[start Given text]
Viscount Bridport is a title that has been created twice, once in the Peerage of Great Britain and once in the Peerage of the United Kingdom. The first creation became extinct in 1814, while the second creation is still extant.

History
Sir Alexander Hood, younger brother of Samuel Hood, 1st Viscount Hood, was a prominent naval commander. In 1794, he was created Baron Bridport in the Peerage of Ireland, with remainder to his great-nephew Samuel Hood, second son of Henry Hood (later 2nd Viscount Hood), eldest son of the 1st Viscount Hood, and in failure thereof to the heirs male of his uncle Alexander Hood (who was the ancestor of the Fuller-Acland-Hood Baronets of St Audries and the Barons St Audies). In 1796, he was created Baron Bridport, of Cricket St Thomas in the County of Somerset, in the Peerage of Great Britain, and in 1800, he was even further honoured when he was made Viscount Bridport, of Cricket St Thomas in the County of Somerset, also in the Peerage of Great Britain. The latter titles were created with normal remainder to the heirs male of his body. 

The 1st Viscount Bridport died without male issue in 1814, and the barony of 1796 and the viscountcy of 1800 became extinct. However, he was succeeded in the barony of 1794, according to the special remainder, by his aforementioned great-nephew, Samuel Hood, the 2nd Baron Bridport. He notably represented Heytesbury in Parliament. In 1810, the 2nd Baron Bridport married Lady Charlotte Mary Nelson, 3rd Duchess of Bronte, the only surviving child and heiress of William Nelson, 1st Earl Nelson, elder brother of Horatio Nelson, 1st Viscount Nelson. Lord Bridport was succeeded by his son Alexander Hood, the 3rd Baron Bridport. He was a General in the Army. In 1868, he was further created Viscount Bridport, of Cricket St Thomas in the County of Somerset and of Bronte, in the Peerage of the United Kingdom, a revival of the title given to his great-great-uncle sixty-eight years earlier. In 1873, he also inherited from his mother the title of Duke of Bronte (Italian: Duca di Bronte), of the Kingdom of Sicily and the Duchy of Maniace. This ducal title was conferred on his great-great-uncle, Horatio Nelson, in 1799 by King Ferdinand, as a reward for his support of the monarchy.
[end Given text]
Work instructions =
1. According to the Viscount Bridport passage, whom did the 2nd Baron Bridport marry in 1810?
2. Write the next part of the Viscount Bridport passage, picking up after its last sentence.
[start Record extracts]
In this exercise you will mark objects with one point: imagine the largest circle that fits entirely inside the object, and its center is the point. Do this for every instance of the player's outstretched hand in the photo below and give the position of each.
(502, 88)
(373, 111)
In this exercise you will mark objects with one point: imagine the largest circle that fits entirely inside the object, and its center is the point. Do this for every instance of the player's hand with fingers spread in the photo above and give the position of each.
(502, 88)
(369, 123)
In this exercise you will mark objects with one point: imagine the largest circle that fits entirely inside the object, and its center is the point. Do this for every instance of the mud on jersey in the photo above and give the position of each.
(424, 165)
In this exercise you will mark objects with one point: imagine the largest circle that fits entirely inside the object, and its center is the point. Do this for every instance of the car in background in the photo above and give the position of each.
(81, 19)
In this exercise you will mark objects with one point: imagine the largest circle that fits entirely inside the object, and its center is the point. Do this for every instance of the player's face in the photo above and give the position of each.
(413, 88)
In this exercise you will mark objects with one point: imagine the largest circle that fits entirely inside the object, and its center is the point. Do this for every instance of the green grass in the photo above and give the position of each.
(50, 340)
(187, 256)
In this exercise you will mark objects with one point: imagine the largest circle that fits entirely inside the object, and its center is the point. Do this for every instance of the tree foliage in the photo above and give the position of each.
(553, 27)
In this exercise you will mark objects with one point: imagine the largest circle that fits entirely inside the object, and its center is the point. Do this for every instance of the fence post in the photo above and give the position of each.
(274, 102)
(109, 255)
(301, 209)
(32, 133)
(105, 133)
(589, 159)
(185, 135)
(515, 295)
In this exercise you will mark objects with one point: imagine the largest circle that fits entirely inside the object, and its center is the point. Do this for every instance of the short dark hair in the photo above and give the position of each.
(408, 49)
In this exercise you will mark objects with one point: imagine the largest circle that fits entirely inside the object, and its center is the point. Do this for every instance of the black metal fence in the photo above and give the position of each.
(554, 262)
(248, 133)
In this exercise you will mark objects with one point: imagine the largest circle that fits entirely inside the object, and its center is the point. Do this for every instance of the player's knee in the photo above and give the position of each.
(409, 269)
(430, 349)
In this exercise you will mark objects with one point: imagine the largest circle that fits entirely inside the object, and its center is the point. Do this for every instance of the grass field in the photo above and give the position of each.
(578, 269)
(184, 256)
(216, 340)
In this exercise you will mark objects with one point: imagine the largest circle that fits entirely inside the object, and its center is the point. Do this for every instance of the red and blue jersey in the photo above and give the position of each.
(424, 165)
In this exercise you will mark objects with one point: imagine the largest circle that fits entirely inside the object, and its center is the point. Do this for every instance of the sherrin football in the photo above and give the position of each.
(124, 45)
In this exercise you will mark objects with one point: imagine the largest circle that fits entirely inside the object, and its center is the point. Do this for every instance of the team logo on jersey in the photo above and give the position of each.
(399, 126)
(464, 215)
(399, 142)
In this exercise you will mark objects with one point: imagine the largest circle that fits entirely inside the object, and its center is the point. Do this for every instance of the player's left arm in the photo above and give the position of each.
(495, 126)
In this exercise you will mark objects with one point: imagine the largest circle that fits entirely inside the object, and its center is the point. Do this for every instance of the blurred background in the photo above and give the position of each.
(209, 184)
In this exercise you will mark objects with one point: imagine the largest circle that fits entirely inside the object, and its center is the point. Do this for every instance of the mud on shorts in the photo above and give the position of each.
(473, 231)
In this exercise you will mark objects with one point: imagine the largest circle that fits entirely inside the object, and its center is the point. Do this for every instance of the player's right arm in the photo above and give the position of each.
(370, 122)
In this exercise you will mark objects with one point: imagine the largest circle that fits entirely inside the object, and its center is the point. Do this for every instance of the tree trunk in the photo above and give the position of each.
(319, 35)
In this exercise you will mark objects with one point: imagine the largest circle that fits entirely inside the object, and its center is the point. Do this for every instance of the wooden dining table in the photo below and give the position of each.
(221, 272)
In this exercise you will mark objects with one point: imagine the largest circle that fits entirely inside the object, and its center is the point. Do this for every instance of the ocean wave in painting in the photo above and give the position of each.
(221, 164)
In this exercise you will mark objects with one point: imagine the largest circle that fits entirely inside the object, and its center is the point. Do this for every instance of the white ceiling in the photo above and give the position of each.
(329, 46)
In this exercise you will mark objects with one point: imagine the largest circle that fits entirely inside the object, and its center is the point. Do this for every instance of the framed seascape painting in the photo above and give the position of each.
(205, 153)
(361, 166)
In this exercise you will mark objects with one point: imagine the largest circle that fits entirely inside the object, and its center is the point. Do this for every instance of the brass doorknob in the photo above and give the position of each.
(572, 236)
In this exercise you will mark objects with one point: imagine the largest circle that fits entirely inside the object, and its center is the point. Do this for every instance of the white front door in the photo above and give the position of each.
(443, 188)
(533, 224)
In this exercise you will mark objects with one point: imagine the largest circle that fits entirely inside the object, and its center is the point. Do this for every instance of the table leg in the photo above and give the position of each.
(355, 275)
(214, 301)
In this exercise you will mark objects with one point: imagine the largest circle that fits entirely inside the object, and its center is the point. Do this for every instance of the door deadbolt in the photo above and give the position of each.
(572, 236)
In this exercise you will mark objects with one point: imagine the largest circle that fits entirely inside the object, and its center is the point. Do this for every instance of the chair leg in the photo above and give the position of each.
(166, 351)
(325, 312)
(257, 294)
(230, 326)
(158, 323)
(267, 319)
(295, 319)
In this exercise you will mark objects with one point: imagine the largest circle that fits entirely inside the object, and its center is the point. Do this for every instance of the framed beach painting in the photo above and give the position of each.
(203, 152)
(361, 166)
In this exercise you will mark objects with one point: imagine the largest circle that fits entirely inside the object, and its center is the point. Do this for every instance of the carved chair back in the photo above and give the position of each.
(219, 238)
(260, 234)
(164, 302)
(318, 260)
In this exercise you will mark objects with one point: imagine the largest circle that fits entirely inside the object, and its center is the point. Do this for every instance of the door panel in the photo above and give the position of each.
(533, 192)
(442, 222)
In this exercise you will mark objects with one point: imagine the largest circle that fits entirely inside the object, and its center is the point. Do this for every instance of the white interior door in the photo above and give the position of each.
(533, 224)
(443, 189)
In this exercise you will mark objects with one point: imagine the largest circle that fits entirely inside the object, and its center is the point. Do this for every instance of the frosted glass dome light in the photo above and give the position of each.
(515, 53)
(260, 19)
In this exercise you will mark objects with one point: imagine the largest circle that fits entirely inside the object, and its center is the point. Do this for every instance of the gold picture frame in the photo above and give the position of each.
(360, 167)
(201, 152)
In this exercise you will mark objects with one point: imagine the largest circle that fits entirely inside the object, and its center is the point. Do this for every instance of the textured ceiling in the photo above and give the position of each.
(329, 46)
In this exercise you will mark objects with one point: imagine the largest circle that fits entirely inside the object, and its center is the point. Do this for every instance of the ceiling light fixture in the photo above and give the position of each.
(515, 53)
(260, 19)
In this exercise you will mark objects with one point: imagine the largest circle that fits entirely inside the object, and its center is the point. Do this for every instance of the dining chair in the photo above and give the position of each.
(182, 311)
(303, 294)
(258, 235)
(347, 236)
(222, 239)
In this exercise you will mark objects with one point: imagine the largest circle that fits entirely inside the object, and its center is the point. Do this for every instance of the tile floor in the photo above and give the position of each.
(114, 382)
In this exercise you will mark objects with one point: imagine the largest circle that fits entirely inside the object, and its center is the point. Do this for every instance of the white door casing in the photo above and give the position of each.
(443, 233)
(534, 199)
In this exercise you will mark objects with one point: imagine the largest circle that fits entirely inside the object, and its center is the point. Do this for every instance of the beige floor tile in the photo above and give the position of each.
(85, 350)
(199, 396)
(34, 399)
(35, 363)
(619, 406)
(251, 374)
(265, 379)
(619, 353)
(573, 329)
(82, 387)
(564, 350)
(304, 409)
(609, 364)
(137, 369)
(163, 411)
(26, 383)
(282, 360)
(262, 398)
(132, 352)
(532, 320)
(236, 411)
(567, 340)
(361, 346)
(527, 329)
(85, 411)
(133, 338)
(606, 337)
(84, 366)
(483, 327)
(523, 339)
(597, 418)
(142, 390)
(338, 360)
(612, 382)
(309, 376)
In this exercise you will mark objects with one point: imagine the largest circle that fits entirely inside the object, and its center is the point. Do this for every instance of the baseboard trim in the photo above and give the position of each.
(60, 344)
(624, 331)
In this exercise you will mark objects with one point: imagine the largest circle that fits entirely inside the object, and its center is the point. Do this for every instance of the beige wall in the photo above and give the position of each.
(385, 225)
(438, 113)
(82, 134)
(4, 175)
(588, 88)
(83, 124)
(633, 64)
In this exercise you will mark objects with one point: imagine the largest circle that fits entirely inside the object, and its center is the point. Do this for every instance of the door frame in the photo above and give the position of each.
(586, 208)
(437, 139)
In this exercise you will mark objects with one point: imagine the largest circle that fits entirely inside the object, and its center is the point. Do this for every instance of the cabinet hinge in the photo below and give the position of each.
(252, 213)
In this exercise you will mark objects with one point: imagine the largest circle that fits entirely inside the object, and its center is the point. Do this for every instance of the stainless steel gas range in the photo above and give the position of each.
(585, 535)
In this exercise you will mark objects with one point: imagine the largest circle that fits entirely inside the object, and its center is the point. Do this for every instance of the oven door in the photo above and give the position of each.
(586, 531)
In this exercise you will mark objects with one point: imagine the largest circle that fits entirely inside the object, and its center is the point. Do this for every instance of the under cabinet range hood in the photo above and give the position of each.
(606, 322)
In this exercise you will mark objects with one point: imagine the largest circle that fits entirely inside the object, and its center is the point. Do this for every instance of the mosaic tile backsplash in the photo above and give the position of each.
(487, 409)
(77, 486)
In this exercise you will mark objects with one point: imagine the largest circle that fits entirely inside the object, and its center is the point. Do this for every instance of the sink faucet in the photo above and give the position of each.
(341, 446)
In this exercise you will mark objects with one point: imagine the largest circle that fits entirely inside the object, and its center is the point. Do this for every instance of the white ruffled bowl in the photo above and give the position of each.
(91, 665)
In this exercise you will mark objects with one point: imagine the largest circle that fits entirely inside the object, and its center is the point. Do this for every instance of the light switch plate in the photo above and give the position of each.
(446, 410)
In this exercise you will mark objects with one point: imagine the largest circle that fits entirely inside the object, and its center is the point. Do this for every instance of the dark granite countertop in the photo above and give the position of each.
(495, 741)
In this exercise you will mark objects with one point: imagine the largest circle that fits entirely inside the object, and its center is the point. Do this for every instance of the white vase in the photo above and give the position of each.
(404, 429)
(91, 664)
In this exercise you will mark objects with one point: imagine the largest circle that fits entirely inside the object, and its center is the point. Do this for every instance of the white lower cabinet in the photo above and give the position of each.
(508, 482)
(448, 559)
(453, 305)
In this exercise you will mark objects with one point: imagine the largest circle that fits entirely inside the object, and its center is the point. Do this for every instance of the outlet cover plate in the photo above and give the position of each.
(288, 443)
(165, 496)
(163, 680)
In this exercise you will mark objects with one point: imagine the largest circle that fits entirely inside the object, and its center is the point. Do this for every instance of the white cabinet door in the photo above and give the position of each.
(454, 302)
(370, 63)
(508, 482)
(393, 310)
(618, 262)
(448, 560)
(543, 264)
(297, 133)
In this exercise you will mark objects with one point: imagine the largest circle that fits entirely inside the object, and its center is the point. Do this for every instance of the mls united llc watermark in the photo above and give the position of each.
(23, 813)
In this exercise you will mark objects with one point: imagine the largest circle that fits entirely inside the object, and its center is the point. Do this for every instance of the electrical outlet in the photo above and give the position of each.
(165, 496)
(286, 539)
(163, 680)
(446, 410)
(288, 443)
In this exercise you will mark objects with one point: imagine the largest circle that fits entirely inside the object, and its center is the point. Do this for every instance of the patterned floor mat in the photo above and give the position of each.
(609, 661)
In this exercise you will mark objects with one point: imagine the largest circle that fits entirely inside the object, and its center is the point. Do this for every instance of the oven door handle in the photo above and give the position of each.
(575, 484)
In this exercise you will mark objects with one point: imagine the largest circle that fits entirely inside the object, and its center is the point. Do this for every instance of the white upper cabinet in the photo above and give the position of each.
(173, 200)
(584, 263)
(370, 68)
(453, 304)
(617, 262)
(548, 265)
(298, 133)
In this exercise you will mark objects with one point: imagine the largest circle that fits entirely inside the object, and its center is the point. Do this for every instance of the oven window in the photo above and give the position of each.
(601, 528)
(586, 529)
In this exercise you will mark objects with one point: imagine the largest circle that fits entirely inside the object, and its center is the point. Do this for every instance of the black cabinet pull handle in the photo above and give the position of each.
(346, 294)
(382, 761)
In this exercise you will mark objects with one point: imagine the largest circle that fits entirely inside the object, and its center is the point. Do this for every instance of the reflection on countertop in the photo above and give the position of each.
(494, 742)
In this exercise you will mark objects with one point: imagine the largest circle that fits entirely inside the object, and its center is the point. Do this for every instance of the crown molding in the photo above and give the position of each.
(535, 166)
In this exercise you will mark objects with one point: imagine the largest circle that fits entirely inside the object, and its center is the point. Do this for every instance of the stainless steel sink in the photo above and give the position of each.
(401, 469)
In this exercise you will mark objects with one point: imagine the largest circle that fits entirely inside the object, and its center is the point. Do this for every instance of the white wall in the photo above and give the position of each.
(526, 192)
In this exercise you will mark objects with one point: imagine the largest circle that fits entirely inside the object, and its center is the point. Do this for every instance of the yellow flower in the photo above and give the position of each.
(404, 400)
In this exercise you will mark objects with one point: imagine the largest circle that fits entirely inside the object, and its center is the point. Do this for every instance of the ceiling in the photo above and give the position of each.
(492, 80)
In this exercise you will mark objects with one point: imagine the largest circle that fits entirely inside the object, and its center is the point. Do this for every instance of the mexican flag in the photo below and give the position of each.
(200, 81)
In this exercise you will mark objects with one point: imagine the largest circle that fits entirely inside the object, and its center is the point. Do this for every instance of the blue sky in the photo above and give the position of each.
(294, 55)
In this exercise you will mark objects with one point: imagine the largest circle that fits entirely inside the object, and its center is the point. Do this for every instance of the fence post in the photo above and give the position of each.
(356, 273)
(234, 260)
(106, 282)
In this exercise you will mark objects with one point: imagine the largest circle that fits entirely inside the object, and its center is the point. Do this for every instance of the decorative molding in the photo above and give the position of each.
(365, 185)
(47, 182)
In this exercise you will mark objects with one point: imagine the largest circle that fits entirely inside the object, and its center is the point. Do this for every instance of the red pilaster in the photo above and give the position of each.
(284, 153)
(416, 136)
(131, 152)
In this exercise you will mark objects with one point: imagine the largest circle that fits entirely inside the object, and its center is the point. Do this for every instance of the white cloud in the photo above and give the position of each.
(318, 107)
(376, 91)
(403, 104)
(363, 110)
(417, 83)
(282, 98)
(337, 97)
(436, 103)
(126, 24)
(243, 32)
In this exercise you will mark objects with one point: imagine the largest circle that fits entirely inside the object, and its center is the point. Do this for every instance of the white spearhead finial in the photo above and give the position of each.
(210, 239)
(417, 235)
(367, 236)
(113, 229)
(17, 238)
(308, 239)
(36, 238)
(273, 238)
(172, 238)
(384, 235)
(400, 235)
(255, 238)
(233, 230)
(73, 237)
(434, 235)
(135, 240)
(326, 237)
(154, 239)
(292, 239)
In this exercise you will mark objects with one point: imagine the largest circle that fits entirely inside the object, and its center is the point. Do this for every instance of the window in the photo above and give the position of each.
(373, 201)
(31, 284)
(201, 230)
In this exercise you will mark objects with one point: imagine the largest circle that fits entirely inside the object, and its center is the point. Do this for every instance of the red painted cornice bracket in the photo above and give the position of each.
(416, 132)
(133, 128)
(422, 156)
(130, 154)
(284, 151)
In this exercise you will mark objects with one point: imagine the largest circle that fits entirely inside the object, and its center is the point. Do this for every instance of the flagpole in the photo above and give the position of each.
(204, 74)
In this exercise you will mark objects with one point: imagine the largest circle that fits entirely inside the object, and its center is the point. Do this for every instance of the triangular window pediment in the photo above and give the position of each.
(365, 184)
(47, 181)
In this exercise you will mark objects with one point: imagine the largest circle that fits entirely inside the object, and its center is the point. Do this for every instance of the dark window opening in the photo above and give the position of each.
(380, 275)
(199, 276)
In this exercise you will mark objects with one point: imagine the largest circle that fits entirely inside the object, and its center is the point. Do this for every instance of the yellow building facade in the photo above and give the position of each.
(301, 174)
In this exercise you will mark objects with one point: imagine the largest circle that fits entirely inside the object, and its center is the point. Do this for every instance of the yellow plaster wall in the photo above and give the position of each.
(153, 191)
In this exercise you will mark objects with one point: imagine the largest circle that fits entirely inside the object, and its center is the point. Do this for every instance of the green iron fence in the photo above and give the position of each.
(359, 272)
[end Record extracts]
Answer list =
1. Lady Charlotte Mary Nelson, 3rd Duchess of Bronte.

2.
While his eldest son Arthur Hood succeeded him as 2nd Viscount Bridport, he left the Dukedom of Bronte to his younger son, the Hon. Sir Alexander Nelson Hood, who became the 5th Duke of Bronte. This was possible because of a special and unusual clause in the letters patent granting the dukedom, which allowed the title's holder to choose whoever he wanted as successor. The 2nd Viscount represented West Somerset in Parliament as a Conservative. He was succeeded by his grandson Rowland Hood, the 3rd Viscount Bridport and 6th Duke of Bronte. He was the son of the Hon. Maurice Henry Nelson Hood, who was killed in action at Gallipoli in 1915. The 3rd Viscount Bridport was a Lieutenant-Commander in the Royal Navy and also held minor political office from 1939 to 1940 under Neville Chamberlain.

The titles are currently held by his only surviving son, Alexander Hood, the 4th Viscount Bridport and 7th Duke of Bronte, who succeeded in 1969. As a descendant of Samuel Hood, 1st Viscount Hood, he is also in remainder to this peerage and its subsidiary titles.

Viscounts Bridport; First creation (1800)
Alexander Hood, 1st Viscount Bridport (1726–1814)

Barons Bridport (1794)
Alexander Hood, 1st Viscount Bridport, 1st Baron Bridport (1726–1814)
Samuel Hood, 2nd Baron Bridport (1788–1868)
Alexander Nelson Hood, 3rd Baron Bridport (1814–1904) (created Viscount Bridport in 1868)

Viscounts Bridport; Second creation (1868)
Alexander Nelson Hood, 1st Viscount Bridport (1814–1904)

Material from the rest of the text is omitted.